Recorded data

○ ○ ○ ○ ○ ○ ○

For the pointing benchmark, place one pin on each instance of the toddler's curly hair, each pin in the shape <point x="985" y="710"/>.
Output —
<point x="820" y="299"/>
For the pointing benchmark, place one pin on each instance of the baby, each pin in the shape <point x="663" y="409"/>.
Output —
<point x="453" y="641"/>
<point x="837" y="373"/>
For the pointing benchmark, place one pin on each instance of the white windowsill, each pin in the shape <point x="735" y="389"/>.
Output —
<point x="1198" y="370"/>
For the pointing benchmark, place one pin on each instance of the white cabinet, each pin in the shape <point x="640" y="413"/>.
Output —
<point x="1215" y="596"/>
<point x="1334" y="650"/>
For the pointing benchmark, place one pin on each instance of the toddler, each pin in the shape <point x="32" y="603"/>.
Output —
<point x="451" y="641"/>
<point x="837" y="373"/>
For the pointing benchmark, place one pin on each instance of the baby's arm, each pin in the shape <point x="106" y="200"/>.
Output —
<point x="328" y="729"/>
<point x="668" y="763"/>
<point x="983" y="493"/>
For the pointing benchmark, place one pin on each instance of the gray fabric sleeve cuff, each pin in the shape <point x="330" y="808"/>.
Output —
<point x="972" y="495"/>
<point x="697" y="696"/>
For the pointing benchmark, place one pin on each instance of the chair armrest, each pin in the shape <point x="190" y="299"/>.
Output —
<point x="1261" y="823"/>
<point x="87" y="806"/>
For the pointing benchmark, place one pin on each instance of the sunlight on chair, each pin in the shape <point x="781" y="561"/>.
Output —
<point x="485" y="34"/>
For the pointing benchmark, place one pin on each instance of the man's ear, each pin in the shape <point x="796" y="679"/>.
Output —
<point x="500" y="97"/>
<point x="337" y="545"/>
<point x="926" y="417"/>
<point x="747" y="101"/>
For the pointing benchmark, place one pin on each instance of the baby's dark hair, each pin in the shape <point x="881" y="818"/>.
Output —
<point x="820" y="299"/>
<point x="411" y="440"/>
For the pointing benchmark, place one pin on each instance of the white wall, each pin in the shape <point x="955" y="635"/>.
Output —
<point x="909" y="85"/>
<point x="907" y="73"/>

○ ○ ○ ○ ○ ○ ○

Exercise brief –
Copy every line of the recorded data above word for word, from the first to the last.

Worked solution –
For the pointing benchmark, place one pin on each instance of the toddler's curly hair, each pin in the shape <point x="985" y="710"/>.
Output —
<point x="820" y="299"/>
For the pointing benchmark, place one pin on each instance of the baby, each pin in the shape <point x="663" y="409"/>.
Output —
<point x="453" y="641"/>
<point x="837" y="373"/>
For the pointing benchmark, place one pin on each instance of the white windowsill, each pin in the shape <point x="735" y="389"/>.
Output —
<point x="1198" y="370"/>
For the pointing benchmark, place one pin on each instance of the white cabinet, each pin in the shape <point x="640" y="413"/>.
Output —
<point x="1215" y="596"/>
<point x="1334" y="650"/>
For the pointing benchmark, place one pin on each instance of the toddler, each pin in the shape <point x="32" y="603"/>.
Output —
<point x="451" y="641"/>
<point x="837" y="373"/>
For the pointing benchmark, place one pin on each instance of the baby's arm, each pin in the shape <point x="106" y="200"/>.
Output —
<point x="328" y="729"/>
<point x="668" y="763"/>
<point x="983" y="493"/>
For the pointing benchmark, place one pin on each instance of the gray fabric sleeve cuff, each pin in the shape <point x="330" y="808"/>.
Output —
<point x="972" y="495"/>
<point x="697" y="696"/>
For the pointing benchmark, place one pin on each instance of the chair armrest, each pin in the shape <point x="190" y="299"/>.
Output —
<point x="1261" y="823"/>
<point x="87" y="806"/>
For the pointing benchmark, place one pin on each instance of the sunlight on chair, each pin in the shape <point x="781" y="561"/>.
Output —
<point x="485" y="34"/>
For the pointing benchmark, place one pin on each instance of the man's ear, each pin in the shape <point x="796" y="679"/>.
Output —
<point x="500" y="97"/>
<point x="337" y="545"/>
<point x="926" y="417"/>
<point x="747" y="101"/>
For the pointing benchmark, place one pin on each instance of the baby's dark hair, each pin in the shape <point x="881" y="818"/>.
Output —
<point x="820" y="299"/>
<point x="411" y="440"/>
For the pointing benchmark, place one pin on each instance of the white wall, each pin in the shape <point x="955" y="635"/>.
Output —
<point x="909" y="85"/>
<point x="907" y="73"/>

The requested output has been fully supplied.